+++ Data listing

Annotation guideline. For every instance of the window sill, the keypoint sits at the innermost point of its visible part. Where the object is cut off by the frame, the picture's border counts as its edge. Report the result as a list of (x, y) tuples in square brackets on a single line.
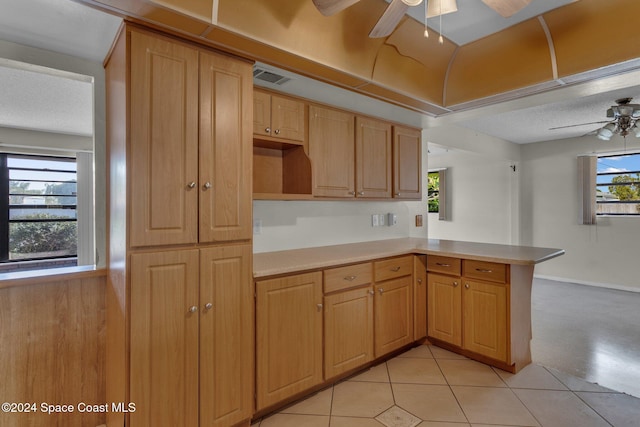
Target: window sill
[(32, 277)]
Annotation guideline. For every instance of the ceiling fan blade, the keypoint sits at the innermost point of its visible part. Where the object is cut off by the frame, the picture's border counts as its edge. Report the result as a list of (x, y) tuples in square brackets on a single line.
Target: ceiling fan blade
[(331, 7), (581, 124), (389, 19), (506, 8)]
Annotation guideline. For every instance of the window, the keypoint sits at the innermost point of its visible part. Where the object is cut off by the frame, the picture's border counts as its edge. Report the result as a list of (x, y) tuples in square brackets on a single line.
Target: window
[(436, 192), (39, 208), (618, 185)]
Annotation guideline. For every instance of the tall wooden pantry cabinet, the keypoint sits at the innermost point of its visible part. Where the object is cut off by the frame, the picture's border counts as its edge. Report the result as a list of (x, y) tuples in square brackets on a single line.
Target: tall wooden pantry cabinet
[(179, 298)]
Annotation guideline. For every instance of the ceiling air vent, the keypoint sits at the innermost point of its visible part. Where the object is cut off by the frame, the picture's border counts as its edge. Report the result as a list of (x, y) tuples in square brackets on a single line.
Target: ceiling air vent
[(268, 76)]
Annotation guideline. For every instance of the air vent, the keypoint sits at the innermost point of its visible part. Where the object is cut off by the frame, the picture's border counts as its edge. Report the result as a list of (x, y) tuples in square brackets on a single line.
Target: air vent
[(268, 76)]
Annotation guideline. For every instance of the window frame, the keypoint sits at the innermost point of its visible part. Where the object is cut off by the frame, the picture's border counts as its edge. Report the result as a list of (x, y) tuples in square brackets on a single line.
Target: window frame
[(6, 206), (597, 185)]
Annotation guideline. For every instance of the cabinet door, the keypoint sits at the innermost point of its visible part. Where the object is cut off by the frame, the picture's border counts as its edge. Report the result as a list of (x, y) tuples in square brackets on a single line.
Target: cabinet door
[(445, 308), (331, 150), (420, 297), (407, 173), (225, 148), (226, 335), (164, 339), (485, 318), (288, 336), (373, 158), (164, 142), (393, 314), (287, 118), (261, 113), (348, 330)]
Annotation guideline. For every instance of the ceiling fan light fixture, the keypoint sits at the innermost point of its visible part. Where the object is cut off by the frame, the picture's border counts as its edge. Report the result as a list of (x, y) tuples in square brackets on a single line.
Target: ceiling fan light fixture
[(606, 132)]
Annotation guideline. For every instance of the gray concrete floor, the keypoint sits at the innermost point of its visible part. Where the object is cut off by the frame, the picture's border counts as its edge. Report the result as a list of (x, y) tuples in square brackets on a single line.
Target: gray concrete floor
[(588, 332)]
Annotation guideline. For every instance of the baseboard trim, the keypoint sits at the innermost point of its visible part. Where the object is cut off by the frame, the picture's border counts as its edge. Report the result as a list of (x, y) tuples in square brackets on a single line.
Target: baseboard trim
[(585, 283)]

++++++

• Stated problem: Please convert the lines above into a JSON list of strings with one string per line, leaving out any blank lines. Omit the pictures from your answer.

• Solution to the exercise:
[
  "Annotation guideline. For every instance of the window sill, the keypoint sits at the innermost point of its visible part. Where the object is cut off by the frame, the picture's border counts as its edge. Report the result as a list of (x, y) tuples in square brackets on a single line.",
  "Target: window sill",
  "[(32, 277)]",
  "Annotation guideline. For every instance of the ceiling fan blade, the keypoint sits at the innermost point of its visible part. Where the object is cut off by the frame, the picture's border counts as its edge. Report the result as a list of (x, y) tuples in square brackets on a single line.",
  "Target: ceiling fan blade",
  "[(331, 7), (581, 124), (389, 19), (506, 8)]",
  "Annotation guideline. For every instance of the window, the keypoint sits at the innermost point of its visible part. Where the object is cut off by the frame, the picture's border counts as its edge. Report the result as a list of (x, y) tuples in square brackets on a single line.",
  "Target: window",
  "[(436, 192), (39, 208), (618, 185)]",
  "Annotation guideline. For every instance of the tall wooden pantry cabinet, the keypoint sits at the innermost point of its visible part. Where the object is cut off by the frame, the picture's border counts as its edge. Report the result as a list of (x, y) tuples in square brackets on a single line.",
  "Target: tall wooden pantry cabinet",
  "[(179, 298)]",
  "Annotation guideline. For every instance of the ceiling air vent, the keypoint sits at the innermost point of its visible part. Where the object is cut off by the frame, the picture's border counts as its edge. Report the result as a list of (x, y) tuples in square brackets on a single line.",
  "Target: ceiling air vent",
  "[(268, 76)]",
  "Annotation guideline. For every instance of the air vent, the keypoint sits at the innermost point of its visible part. Where the object is cut off by the frame, the picture's border counts as its edge. Report the result as a list of (x, y) tuples in square brackets on a single line.",
  "Target: air vent",
  "[(268, 76)]",
  "Annotation guideline. For every instance of the window frame, the keypoint sits at the innermost point of its visible part. Where the object is cut off by the frame, the picture's border counts as its edge. Report the result as a list of (x, y) tuples in square brackets on a single line.",
  "Target: window frame",
  "[(6, 206), (597, 185)]",
  "Annotation guideline. For every instance of the cabinet door, the keypoint sits at the innermost point of its visible part. Where the object is cut off by the frame, the picture's border counts as its edge. Report the result as a list of (x, y) tuples in square brackets on a single line.",
  "Target: cabinet door",
  "[(445, 308), (331, 150), (420, 297), (407, 173), (225, 148), (226, 335), (164, 339), (485, 318), (288, 336), (373, 158), (164, 142), (393, 314), (287, 118), (261, 113), (348, 330)]",
  "Annotation guideline. For every instance of the ceiling fan light fixture, the keypoint sits at the innermost point of its visible part. Where the object is cut off by the frame, the picture's border counts as its edge. Report the result as a list of (x, y) tuples in square brackets on a single line.",
  "Target: ceiling fan light fixture",
  "[(606, 132)]",
  "Annotation guideline. For every instance of the gray concrete floor, the keypoint sits at the innermost point of its visible part. Where the object is cut off by the frame, the picture's border counts as its edge. Report the result as a list of (x, y) tuples in square brackets on a single line.",
  "Target: gray concrete floor",
  "[(588, 332)]",
  "Annotation guideline. For every instance of the baseboard trim, the keypoint sits at the innermost point of its visible part. Where the object is cut off by the frame, the picture's border counts as its edge. Report the result as a list of (x, y) tuples in square brackets on a single line.",
  "Target: baseboard trim",
  "[(585, 283)]"
]